*WHAT THE TASK REQUIRES*
Where in the data does the word "branch" appear? Find those lines and copy them.

──────── DATA SUPPLIED

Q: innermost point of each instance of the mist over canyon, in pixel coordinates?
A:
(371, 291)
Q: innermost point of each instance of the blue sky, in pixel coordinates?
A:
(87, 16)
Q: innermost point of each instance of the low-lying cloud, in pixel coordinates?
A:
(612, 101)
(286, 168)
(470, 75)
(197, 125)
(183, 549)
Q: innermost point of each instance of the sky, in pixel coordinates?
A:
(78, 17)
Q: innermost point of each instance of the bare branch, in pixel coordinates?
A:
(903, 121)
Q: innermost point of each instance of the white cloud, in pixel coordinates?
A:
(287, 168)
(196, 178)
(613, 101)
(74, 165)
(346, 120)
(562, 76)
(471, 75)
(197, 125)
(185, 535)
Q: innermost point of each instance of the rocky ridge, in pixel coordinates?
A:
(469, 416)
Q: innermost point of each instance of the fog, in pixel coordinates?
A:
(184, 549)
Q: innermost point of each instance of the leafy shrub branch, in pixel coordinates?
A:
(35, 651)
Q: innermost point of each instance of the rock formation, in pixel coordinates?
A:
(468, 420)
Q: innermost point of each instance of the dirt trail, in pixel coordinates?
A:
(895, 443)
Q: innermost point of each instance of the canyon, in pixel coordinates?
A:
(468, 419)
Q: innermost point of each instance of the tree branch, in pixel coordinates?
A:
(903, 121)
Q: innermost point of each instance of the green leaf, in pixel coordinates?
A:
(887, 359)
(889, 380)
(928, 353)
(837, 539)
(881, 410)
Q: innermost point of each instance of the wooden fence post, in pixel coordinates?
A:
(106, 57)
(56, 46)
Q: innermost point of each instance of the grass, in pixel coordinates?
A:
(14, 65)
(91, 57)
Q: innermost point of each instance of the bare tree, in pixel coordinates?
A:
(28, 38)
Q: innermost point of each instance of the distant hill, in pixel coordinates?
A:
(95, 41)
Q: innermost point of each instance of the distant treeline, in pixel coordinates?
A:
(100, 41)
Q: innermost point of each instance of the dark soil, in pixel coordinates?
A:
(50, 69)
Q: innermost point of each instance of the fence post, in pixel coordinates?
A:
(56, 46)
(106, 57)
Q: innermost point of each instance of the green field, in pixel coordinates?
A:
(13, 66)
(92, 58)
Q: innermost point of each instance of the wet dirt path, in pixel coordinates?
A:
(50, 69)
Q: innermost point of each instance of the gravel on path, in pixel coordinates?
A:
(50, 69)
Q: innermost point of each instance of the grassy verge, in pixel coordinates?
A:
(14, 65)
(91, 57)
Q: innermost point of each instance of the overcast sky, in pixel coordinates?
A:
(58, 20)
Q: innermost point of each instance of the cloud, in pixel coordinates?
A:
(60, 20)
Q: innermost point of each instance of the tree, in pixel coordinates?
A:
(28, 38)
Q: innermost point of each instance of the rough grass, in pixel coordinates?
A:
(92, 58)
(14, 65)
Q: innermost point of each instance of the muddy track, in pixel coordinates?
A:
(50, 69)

────────────────

*REPLY*
Q: innermost point of each instance of the bare branch, in pixel coordinates?
Q: innermost point of each instance of the leafy shrub branch, in pixel coordinates?
Q: innermost point of each instance of the tree branch, in pixel coordinates?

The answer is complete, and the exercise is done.